> [SHORT TASK] Extract each line of the items that contains the string "blue".

[Start of TASK DATA]

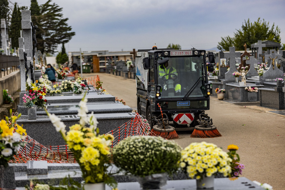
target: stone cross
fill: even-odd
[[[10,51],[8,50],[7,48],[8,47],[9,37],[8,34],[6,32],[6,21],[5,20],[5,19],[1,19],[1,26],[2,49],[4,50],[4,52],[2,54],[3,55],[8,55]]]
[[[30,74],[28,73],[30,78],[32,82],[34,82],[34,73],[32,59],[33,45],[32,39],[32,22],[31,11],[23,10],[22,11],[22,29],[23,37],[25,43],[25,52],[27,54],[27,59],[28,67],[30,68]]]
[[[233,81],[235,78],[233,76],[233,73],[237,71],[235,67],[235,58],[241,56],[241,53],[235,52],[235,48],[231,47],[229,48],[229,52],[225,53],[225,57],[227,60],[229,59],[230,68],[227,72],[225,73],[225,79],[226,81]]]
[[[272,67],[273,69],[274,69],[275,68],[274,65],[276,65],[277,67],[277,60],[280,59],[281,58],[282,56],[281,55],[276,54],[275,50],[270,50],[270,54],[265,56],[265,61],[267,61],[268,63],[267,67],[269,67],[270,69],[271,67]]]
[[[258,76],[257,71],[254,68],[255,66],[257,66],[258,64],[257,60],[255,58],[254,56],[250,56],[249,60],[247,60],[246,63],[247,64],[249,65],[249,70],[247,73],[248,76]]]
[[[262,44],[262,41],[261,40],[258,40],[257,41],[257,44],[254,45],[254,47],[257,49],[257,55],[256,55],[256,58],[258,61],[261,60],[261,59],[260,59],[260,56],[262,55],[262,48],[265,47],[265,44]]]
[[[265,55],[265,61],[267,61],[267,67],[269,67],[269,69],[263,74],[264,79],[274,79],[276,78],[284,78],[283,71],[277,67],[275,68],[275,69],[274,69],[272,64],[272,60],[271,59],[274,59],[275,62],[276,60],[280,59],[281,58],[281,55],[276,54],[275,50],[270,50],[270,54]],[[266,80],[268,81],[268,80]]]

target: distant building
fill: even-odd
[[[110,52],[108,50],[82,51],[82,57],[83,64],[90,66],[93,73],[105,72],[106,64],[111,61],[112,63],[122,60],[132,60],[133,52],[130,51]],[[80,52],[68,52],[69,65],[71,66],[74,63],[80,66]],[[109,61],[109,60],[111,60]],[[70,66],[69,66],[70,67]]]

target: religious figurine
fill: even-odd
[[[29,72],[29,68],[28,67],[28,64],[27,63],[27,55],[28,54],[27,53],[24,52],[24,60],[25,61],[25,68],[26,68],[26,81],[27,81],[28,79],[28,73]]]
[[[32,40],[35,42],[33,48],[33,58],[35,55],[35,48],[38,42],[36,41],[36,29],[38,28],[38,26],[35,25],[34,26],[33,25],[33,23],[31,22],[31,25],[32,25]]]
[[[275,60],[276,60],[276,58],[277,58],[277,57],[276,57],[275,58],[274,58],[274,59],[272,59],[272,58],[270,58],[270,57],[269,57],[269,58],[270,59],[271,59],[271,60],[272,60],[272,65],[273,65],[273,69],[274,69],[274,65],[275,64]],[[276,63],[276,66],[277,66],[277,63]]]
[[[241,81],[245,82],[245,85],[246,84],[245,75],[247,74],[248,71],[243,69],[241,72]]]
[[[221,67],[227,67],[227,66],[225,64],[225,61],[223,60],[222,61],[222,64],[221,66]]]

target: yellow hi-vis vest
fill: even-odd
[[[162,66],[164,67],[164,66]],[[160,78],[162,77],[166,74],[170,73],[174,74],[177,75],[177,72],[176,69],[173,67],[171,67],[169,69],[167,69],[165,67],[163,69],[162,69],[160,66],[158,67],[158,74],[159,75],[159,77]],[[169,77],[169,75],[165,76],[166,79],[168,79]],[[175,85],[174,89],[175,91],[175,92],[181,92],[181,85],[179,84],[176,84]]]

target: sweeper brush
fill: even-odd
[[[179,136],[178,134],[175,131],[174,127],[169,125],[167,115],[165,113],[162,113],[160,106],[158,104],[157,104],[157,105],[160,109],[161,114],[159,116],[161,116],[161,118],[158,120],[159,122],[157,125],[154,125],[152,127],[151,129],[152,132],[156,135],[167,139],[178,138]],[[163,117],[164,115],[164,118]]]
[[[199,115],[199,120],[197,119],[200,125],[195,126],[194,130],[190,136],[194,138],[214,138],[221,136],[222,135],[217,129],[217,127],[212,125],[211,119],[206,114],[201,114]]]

[End of TASK DATA]
[Start of TASK DATA]

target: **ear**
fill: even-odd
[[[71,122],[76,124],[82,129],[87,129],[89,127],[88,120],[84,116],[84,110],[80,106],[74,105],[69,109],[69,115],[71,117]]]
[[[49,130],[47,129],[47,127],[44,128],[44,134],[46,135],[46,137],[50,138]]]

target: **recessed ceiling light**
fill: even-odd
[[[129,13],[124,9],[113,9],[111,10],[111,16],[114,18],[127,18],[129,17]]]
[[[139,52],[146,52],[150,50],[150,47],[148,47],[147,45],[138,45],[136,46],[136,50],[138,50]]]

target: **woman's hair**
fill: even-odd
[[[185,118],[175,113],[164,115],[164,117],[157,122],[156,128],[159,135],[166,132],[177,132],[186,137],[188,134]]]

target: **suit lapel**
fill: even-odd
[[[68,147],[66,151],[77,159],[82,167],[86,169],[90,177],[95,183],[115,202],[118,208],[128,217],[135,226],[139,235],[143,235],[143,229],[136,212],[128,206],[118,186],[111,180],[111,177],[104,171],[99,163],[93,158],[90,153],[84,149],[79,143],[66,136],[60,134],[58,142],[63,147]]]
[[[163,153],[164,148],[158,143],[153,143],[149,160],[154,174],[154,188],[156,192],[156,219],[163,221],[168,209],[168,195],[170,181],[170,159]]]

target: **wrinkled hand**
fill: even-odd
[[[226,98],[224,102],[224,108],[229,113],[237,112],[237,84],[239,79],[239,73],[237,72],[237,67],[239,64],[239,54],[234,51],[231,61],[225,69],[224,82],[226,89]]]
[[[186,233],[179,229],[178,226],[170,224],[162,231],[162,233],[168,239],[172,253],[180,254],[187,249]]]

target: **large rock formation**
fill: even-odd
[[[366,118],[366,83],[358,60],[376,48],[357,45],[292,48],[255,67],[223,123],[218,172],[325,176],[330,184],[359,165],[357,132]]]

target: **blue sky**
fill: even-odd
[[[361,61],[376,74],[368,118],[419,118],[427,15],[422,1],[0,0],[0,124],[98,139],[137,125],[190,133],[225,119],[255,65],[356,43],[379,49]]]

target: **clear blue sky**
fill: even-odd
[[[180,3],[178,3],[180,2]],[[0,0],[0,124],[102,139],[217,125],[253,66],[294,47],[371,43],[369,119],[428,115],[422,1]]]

[End of TASK DATA]

> [ANSWER FOR THIS EXERCISE]
target: **blue sky**
target: **clear blue sky**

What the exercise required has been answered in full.